## Aim
Reproduce the rows from the line with "Query: blue banner with water park" through the end of the rows, keeping the requests unchanged. Shift every polygon coordinate in the answers up by 117, and leave the numbers in the requests and their format samples as they are.

## Extracted material
========

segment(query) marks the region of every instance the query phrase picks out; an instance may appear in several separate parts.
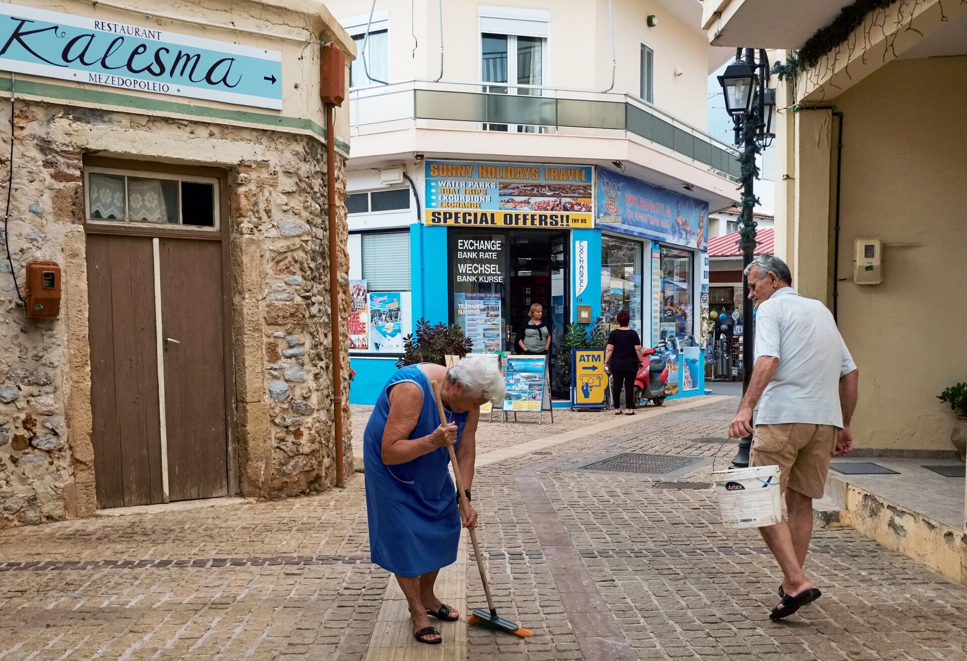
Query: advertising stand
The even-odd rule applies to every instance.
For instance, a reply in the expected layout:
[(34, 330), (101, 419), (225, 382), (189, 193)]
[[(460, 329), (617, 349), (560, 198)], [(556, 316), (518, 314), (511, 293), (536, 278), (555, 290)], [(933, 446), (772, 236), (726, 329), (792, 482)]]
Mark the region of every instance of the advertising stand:
[(604, 349), (571, 349), (571, 408), (605, 408)]
[(547, 382), (547, 356), (507, 356), (504, 363), (503, 421), (507, 414), (517, 412), (537, 412), (538, 424), (543, 423), (544, 408), (550, 410), (550, 421), (554, 422), (554, 408), (550, 406), (550, 388)]

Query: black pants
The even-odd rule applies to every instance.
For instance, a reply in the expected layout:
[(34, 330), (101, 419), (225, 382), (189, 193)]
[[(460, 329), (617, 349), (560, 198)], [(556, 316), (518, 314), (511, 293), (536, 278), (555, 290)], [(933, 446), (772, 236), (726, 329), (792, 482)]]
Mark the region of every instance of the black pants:
[(611, 371), (611, 394), (613, 395), (614, 407), (618, 408), (621, 404), (621, 386), (625, 386), (625, 408), (634, 408), (634, 377), (637, 372), (622, 372), (621, 370)]

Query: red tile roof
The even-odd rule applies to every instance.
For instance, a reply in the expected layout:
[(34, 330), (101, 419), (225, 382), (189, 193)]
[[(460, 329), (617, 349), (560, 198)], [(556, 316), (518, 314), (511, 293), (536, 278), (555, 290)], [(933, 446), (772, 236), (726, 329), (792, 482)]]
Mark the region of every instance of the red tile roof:
[[(772, 227), (764, 227), (755, 230), (755, 255), (765, 255), (776, 250), (776, 230)], [(717, 236), (709, 239), (710, 257), (741, 257), (742, 249), (739, 248), (739, 232), (734, 231), (725, 236)]]

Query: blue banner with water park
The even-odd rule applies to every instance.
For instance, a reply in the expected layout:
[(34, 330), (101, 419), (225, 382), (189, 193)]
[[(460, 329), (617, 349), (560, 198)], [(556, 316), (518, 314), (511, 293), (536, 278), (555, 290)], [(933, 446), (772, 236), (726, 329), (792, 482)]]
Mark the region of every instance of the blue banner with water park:
[(597, 171), (595, 220), (601, 229), (708, 249), (709, 203), (604, 167)]

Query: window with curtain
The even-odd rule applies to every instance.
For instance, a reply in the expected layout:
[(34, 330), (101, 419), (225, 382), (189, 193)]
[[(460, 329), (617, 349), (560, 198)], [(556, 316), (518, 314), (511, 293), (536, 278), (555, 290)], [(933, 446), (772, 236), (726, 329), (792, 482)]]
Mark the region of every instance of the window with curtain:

========

## Task result
Query: blue banner with water park
The even-odd rule applies to every instance.
For instance, a reply in the expected layout:
[(34, 330), (101, 419), (225, 382), (189, 193)]
[[(460, 329), (617, 349), (560, 198)], [(556, 316), (518, 314), (511, 293), (536, 278), (555, 290)], [(933, 446), (772, 236), (726, 329), (792, 482)]]
Mark the region of every instance of the blue banner with water park:
[(714, 288), (712, 337), (718, 346), (825, 366), (826, 320), (721, 284)]

Query: window with curtain
The even-odd rule applies to every instance.
For instance, a reply in the expected layout:
[(34, 330), (101, 419), (225, 382), (189, 193)]
[[(460, 329), (617, 349), (560, 198)], [(556, 316), (518, 314), (511, 293), (536, 278), (555, 290)], [(933, 446), (772, 236), (726, 329), (792, 482)]]
Mark the region of every instance of the window with curtain:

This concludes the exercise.